> _WORK ITEM_
Check each line of the material below for "orange", then copy the ones that contain it.

> _RECORDS TO USE_
[Start of section]

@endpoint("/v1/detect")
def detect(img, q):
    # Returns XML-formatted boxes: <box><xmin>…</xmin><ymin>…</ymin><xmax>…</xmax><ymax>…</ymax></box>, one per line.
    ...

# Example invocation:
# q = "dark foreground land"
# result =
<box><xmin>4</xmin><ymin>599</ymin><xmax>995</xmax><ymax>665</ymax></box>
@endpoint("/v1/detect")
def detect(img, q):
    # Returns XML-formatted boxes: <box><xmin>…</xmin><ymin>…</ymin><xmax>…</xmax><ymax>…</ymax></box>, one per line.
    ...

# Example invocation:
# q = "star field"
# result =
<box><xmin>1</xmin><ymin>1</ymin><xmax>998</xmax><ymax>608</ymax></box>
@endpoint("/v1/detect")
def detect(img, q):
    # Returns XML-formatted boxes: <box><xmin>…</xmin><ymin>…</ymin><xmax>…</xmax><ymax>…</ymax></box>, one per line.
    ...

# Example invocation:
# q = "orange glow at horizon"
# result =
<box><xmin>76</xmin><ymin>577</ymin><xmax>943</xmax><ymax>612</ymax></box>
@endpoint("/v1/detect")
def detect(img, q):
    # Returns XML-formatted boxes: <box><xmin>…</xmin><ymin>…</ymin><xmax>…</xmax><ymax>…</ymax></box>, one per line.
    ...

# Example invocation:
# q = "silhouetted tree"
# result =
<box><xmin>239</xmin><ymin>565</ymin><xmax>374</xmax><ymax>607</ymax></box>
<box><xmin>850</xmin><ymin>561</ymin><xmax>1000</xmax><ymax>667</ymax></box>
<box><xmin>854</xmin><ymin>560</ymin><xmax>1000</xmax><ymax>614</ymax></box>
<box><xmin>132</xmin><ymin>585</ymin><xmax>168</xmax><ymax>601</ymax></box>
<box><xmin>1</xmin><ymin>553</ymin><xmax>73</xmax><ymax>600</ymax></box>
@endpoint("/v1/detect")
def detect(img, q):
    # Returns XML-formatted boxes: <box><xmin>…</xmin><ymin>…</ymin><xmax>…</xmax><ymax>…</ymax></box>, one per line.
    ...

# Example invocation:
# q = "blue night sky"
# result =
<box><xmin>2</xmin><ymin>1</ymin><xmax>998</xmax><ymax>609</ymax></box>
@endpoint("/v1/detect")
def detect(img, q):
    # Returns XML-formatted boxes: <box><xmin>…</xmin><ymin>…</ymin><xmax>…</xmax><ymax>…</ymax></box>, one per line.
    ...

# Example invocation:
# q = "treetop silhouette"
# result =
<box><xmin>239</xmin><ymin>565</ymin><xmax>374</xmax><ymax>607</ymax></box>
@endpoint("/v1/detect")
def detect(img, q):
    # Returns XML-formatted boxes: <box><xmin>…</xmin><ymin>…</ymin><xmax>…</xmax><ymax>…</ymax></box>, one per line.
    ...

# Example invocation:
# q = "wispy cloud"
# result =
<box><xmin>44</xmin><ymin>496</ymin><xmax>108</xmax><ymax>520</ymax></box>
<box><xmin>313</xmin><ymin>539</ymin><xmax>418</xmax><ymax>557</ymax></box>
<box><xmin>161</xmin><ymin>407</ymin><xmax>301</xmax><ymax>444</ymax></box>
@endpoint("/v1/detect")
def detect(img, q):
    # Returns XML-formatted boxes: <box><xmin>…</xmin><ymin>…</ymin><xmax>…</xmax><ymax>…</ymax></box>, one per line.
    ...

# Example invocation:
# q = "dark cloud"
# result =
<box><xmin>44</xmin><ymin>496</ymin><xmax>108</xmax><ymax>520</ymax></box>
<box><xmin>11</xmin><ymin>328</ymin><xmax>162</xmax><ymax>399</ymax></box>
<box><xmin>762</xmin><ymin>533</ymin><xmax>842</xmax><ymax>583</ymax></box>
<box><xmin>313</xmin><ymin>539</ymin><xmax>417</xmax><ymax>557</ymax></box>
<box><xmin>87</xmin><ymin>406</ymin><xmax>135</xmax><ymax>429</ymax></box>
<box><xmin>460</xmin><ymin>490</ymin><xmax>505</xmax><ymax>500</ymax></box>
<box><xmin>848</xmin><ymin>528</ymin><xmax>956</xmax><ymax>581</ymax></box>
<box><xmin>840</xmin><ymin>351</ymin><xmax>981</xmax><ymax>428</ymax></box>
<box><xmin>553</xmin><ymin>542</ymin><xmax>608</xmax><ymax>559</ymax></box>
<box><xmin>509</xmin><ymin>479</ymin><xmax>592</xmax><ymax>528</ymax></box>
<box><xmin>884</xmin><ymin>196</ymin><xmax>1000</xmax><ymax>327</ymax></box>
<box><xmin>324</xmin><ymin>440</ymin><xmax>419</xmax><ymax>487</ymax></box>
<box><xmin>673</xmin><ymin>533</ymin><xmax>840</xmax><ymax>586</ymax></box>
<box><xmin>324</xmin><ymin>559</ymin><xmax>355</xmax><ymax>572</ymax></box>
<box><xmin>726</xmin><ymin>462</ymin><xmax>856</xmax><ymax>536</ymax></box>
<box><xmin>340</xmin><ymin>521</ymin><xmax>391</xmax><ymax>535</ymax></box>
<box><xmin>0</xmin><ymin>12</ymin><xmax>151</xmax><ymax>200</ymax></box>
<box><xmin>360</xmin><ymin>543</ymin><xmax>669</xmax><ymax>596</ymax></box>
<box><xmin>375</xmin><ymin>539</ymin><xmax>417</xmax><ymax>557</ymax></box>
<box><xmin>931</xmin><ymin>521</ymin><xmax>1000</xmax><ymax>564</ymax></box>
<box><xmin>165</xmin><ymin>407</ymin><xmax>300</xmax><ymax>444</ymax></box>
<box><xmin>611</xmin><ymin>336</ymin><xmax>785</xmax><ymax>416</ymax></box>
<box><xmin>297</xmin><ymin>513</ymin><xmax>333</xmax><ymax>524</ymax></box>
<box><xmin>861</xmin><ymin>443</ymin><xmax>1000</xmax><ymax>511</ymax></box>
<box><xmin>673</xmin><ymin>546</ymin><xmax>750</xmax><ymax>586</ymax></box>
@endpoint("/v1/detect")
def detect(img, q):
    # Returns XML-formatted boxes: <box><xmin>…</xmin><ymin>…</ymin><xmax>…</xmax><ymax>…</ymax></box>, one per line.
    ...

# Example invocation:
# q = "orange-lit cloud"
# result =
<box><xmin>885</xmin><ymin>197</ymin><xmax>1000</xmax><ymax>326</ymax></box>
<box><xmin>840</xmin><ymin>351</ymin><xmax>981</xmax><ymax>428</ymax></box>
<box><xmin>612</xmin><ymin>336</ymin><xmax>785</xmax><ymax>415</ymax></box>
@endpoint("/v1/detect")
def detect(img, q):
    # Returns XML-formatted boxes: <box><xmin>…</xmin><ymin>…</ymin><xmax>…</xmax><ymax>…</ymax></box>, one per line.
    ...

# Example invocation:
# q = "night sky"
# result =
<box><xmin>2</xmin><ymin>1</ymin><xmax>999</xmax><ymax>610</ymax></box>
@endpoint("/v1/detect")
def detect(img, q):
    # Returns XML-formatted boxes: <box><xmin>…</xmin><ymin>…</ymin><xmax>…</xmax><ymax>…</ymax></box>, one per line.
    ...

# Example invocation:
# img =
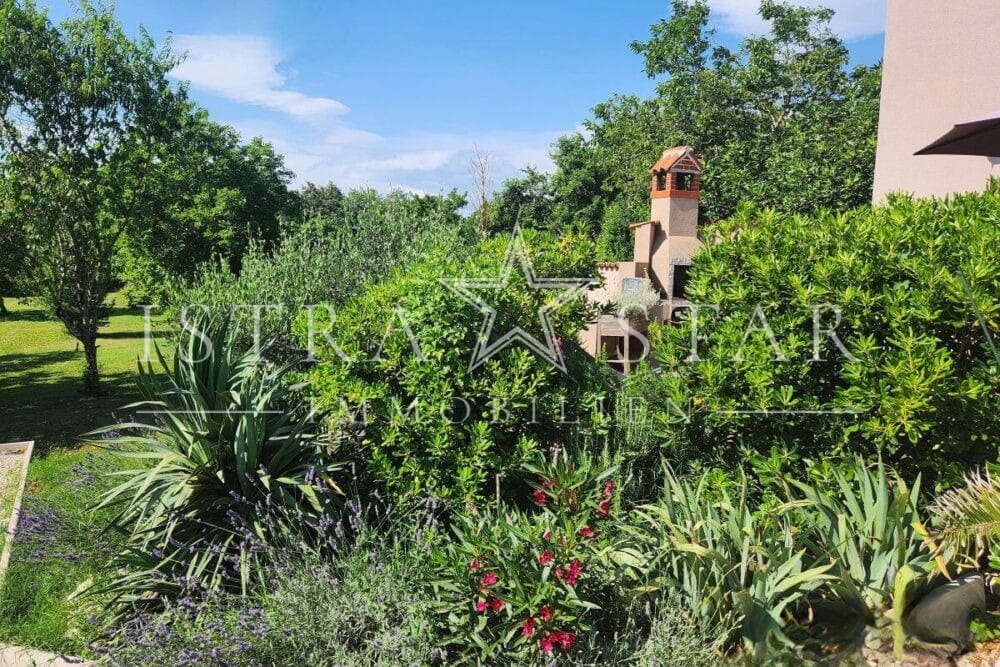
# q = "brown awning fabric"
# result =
<box><xmin>915</xmin><ymin>112</ymin><xmax>1000</xmax><ymax>157</ymax></box>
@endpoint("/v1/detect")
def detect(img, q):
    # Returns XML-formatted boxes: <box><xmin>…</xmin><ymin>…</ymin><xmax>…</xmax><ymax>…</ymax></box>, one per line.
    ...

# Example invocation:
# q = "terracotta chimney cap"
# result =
<box><xmin>650</xmin><ymin>146</ymin><xmax>702</xmax><ymax>173</ymax></box>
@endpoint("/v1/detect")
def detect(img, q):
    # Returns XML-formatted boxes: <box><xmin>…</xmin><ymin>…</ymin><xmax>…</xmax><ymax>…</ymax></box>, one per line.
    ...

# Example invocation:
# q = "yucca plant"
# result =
<box><xmin>930</xmin><ymin>468</ymin><xmax>1000</xmax><ymax>569</ymax></box>
<box><xmin>784</xmin><ymin>459</ymin><xmax>936</xmax><ymax>636</ymax></box>
<box><xmin>87</xmin><ymin>315</ymin><xmax>343</xmax><ymax>614</ymax></box>
<box><xmin>617</xmin><ymin>467</ymin><xmax>833</xmax><ymax>663</ymax></box>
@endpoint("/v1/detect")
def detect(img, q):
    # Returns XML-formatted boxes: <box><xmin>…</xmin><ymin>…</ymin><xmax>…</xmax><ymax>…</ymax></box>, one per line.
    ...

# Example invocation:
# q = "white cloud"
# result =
<box><xmin>171</xmin><ymin>35</ymin><xmax>349</xmax><ymax>120</ymax></box>
<box><xmin>170</xmin><ymin>34</ymin><xmax>566</xmax><ymax>196</ymax></box>
<box><xmin>709</xmin><ymin>0</ymin><xmax>887</xmax><ymax>40</ymax></box>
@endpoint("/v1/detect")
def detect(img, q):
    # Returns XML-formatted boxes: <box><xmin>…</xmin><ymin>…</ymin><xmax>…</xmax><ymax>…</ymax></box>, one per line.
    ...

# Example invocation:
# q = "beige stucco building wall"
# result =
<box><xmin>872</xmin><ymin>0</ymin><xmax>1000</xmax><ymax>202</ymax></box>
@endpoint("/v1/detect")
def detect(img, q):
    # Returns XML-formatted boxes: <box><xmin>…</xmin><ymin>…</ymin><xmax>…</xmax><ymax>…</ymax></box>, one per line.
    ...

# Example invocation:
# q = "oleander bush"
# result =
<box><xmin>427</xmin><ymin>450</ymin><xmax>621</xmax><ymax>663</ymax></box>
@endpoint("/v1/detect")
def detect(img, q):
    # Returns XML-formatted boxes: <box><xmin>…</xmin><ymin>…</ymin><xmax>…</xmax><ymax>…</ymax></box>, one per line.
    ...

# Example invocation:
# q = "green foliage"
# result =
<box><xmin>104</xmin><ymin>507</ymin><xmax>439</xmax><ymax>666</ymax></box>
<box><xmin>930</xmin><ymin>468</ymin><xmax>1000</xmax><ymax>569</ymax></box>
<box><xmin>175</xmin><ymin>187</ymin><xmax>473</xmax><ymax>355</ymax></box>
<box><xmin>427</xmin><ymin>451</ymin><xmax>619</xmax><ymax>663</ymax></box>
<box><xmin>89</xmin><ymin>316</ymin><xmax>343</xmax><ymax>612</ymax></box>
<box><xmin>550</xmin><ymin>0</ymin><xmax>880</xmax><ymax>231</ymax></box>
<box><xmin>643</xmin><ymin>192</ymin><xmax>1000</xmax><ymax>481</ymax></box>
<box><xmin>618</xmin><ymin>467</ymin><xmax>833</xmax><ymax>662</ymax></box>
<box><xmin>489</xmin><ymin>167</ymin><xmax>556</xmax><ymax>236</ymax></box>
<box><xmin>784</xmin><ymin>459</ymin><xmax>935</xmax><ymax>624</ymax></box>
<box><xmin>594</xmin><ymin>200</ymin><xmax>635</xmax><ymax>262</ymax></box>
<box><xmin>295</xmin><ymin>230</ymin><xmax>610</xmax><ymax>505</ymax></box>
<box><xmin>117</xmin><ymin>109</ymin><xmax>298</xmax><ymax>306</ymax></box>
<box><xmin>0</xmin><ymin>0</ymin><xmax>186</xmax><ymax>391</ymax></box>
<box><xmin>635</xmin><ymin>593</ymin><xmax>724</xmax><ymax>667</ymax></box>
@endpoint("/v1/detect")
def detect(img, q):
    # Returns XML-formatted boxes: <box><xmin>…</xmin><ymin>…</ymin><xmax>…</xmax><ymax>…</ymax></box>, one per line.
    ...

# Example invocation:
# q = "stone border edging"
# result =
<box><xmin>0</xmin><ymin>441</ymin><xmax>34</xmax><ymax>581</ymax></box>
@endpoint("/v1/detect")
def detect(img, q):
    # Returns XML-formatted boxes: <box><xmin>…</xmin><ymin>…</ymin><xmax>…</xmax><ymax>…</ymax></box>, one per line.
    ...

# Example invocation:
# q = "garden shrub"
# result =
<box><xmin>427</xmin><ymin>450</ymin><xmax>622</xmax><ymax>664</ymax></box>
<box><xmin>89</xmin><ymin>316</ymin><xmax>343</xmax><ymax>613</ymax></box>
<box><xmin>635</xmin><ymin>593</ymin><xmax>724</xmax><ymax>667</ymax></box>
<box><xmin>102</xmin><ymin>500</ymin><xmax>440</xmax><ymax>666</ymax></box>
<box><xmin>171</xmin><ymin>188</ymin><xmax>474</xmax><ymax>354</ymax></box>
<box><xmin>295</xmin><ymin>229</ymin><xmax>612</xmax><ymax>506</ymax></box>
<box><xmin>643</xmin><ymin>191</ymin><xmax>1000</xmax><ymax>481</ymax></box>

[End of section]

> _ANSWER AREA_
# q = "orange glow at horizon"
# q = "orange-lit cloud"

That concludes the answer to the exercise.